FDA intensifies fight against influx of illicit tobacco products

The Food and Drugs Authority (FDA) has strengthened its surveillance at the country’s border, to prevent the influx of illicit tobacco products, Dr Olivia Boateng, Director of Tobacco and Substances of Abuse Directorate of the Authority, has said.
She said unauthorised points of entries for tobacco products and free movement of people and goods within the Economic Community of West African States (ECOWAS) were facilitating the illicit trade in cigars, cigarettes, pipe tobacco, among other tobacco products.
Dr Boateng was speaking to the Ghanaian Times on the sidelines of a meeting in Accra, on need assessment mission in Ghana on protocol to eliminate illicit trade in tobacco products.
The meeting was organised by the FDA in partnership with the Ministry of Health and World Health Organisation (WHO) Framework Convention for Tobacco Control (FCTC) Secretariat.
Participants were selected from the WHO, National for Commission for Civic Education, Ghana Revenue Authority, Ghana Police Service, Economic and Organised Crime Office, United Nations Development Programme.
Dr Boateng mentioned low public awareness on national tobacco control provisions and its criminal implications for defaulters as some of the challenges in tobacco control.
She called for effective collaboration between stakeholders and institutions, to address the use and trade in illicit tobacco, and enhance enforcement of tobacco control measures to rid the markets of illicit tobacco products.
The Deputy Minister of Health, Alhaji Mahama Asei Seini, noted that illicit trade in tobacco posed a grave threat to public health, saying “this insidious trade fuels the tobacco epidemic, leading to increased health risks for our citizens, particularly the youth.”
▬▬▬▬▬▬
**REQUIRED WORK**. Pick up the article on the FDA's fight against illicit tobacco products right after its final sentence and keep it going. Nothing in the material that follows has any bearing on this.

**SOURCE INFORMATION**.
▬▬▬▬▬▬
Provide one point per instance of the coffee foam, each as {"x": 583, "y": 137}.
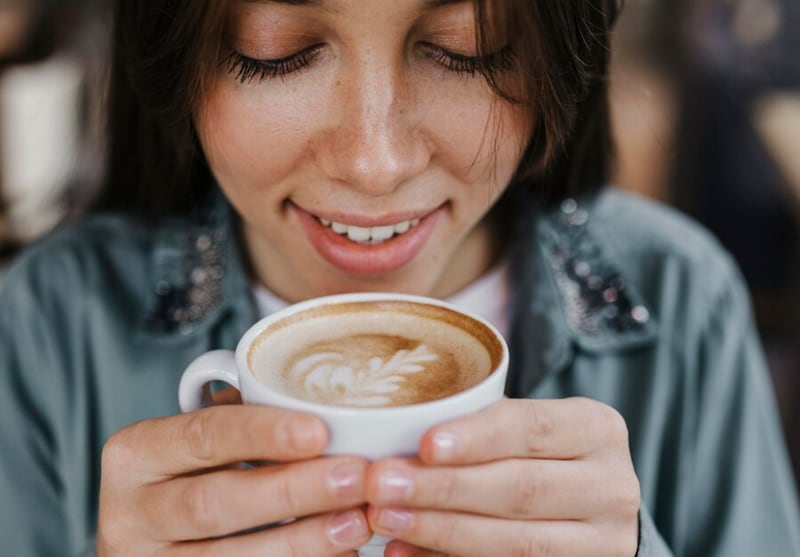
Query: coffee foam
▬▬▬▬▬▬
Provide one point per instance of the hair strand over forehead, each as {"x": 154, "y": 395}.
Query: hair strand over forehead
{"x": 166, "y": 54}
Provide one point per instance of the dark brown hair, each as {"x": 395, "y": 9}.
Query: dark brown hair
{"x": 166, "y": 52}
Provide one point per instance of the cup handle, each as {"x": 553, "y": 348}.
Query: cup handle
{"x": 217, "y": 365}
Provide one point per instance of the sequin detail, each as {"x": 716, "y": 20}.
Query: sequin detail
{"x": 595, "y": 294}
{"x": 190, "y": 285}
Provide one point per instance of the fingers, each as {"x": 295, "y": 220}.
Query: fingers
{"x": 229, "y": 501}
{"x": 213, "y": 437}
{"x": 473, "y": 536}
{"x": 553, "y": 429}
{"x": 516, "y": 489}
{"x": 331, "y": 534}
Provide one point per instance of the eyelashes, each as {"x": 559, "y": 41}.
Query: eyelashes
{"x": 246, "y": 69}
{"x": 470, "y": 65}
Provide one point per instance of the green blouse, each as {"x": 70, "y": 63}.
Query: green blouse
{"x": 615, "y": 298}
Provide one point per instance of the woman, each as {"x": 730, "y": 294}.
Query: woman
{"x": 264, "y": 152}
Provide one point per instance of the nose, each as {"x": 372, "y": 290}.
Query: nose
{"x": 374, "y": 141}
▬▬▬▬▬▬
**ANSWER AREA**.
He said government loses revenue through illicit tobacco trade, straining its ability to provide essential services and funding of global criminal activities.
Alhaji Seini noted that the ministry with support from stakeholders have developed a five-year comprehensive National Tobacco Control Strategy that outlines the outstanding provisions of the WHO’s FCTC and developed tobacco advertising promotion and sponsorship enforcement guide.
The WHO representative to Ghana, Professor Francis Kasolo, in a speech read on his behalf, said “tobacco control was key in achieving SDGs, target three and four that calls for one-third reduction in premature mortality from Non-Communicable Diseases by 2030.
He urged stakeholders to support the exercise, and assured of WHO’s commitment to working with Ghana to implement the FCTC as well as achieve the SDGs by 2030.
The Team Lead, Direct Assistant to Parties, WHO, FCTC Secretariat, Mr Andrew Black, said tobacco remained one of the greatest public health challenges, killing more than eight million people each year across the world.
He lamented that currently, tobacco prevalence was higher among young girls than adult women in Ghana, and suggested that the country might not actually be winning the fight against tobacco.